Prompt → Line by line, transcribe the material shown below exactly.
================
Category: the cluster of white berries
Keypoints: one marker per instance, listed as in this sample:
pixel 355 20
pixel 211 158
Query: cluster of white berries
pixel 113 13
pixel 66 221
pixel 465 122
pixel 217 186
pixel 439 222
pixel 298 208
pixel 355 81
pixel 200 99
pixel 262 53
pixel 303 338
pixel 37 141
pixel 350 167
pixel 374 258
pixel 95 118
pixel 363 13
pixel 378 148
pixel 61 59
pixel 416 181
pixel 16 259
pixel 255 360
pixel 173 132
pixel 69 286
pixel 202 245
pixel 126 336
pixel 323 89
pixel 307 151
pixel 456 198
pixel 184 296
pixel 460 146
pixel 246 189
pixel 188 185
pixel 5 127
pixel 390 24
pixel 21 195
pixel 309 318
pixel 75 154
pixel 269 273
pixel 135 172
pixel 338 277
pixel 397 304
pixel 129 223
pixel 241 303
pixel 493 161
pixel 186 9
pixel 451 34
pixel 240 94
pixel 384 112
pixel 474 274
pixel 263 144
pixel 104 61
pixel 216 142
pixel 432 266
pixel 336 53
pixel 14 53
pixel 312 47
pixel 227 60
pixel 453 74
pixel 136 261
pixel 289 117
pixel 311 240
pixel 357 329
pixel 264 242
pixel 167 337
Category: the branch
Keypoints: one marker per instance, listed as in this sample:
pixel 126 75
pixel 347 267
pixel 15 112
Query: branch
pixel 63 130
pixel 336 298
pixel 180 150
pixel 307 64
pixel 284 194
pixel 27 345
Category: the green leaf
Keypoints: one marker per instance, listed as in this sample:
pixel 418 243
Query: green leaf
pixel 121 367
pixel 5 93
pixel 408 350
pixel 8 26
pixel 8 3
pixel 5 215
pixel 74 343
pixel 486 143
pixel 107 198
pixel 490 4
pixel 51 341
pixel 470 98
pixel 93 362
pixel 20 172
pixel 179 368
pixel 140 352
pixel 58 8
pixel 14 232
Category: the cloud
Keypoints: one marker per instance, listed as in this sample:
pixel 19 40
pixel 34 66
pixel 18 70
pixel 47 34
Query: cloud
================
Solution →
Category: the cluster of white berries
Keypoints: one marker per instance, listed as in this sample:
pixel 355 20
pixel 211 158
Query: cluster of white berries
pixel 113 13
pixel 66 221
pixel 465 122
pixel 217 186
pixel 439 222
pixel 298 208
pixel 355 81
pixel 200 99
pixel 262 53
pixel 303 338
pixel 37 141
pixel 350 167
pixel 374 258
pixel 95 118
pixel 363 13
pixel 378 148
pixel 61 59
pixel 416 181
pixel 16 259
pixel 255 360
pixel 173 132
pixel 69 286
pixel 202 245
pixel 126 336
pixel 323 89
pixel 307 151
pixel 456 198
pixel 184 296
pixel 460 146
pixel 246 189
pixel 188 185
pixel 5 127
pixel 390 24
pixel 21 195
pixel 309 318
pixel 75 154
pixel 269 273
pixel 135 172
pixel 338 277
pixel 397 304
pixel 129 223
pixel 241 303
pixel 493 161
pixel 186 9
pixel 451 34
pixel 240 94
pixel 384 112
pixel 474 274
pixel 263 144
pixel 104 61
pixel 216 142
pixel 432 266
pixel 336 53
pixel 14 53
pixel 312 47
pixel 227 60
pixel 453 74
pixel 136 261
pixel 289 117
pixel 311 240
pixel 357 329
pixel 264 242
pixel 167 337
Category: the branch
Keypoints: one marker per instance, listed as in this sample:
pixel 126 75
pixel 347 267
pixel 15 112
Query: branch
pixel 63 130
pixel 336 298
pixel 180 150
pixel 307 64
pixel 284 194
pixel 27 345
Category: the green leaf
Keypoints: one marker per instance, listed as in this sample:
pixel 418 243
Query: green leaf
pixel 121 367
pixel 5 93
pixel 408 350
pixel 8 26
pixel 8 3
pixel 5 215
pixel 74 343
pixel 486 143
pixel 107 198
pixel 490 4
pixel 51 341
pixel 470 98
pixel 93 362
pixel 20 172
pixel 179 368
pixel 140 352
pixel 58 8
pixel 14 232
Category: the cloud
Keypoints: one marker per instance, listed as in this sample:
pixel 19 40
pixel 34 66
pixel 18 70
pixel 47 34
Query: cloud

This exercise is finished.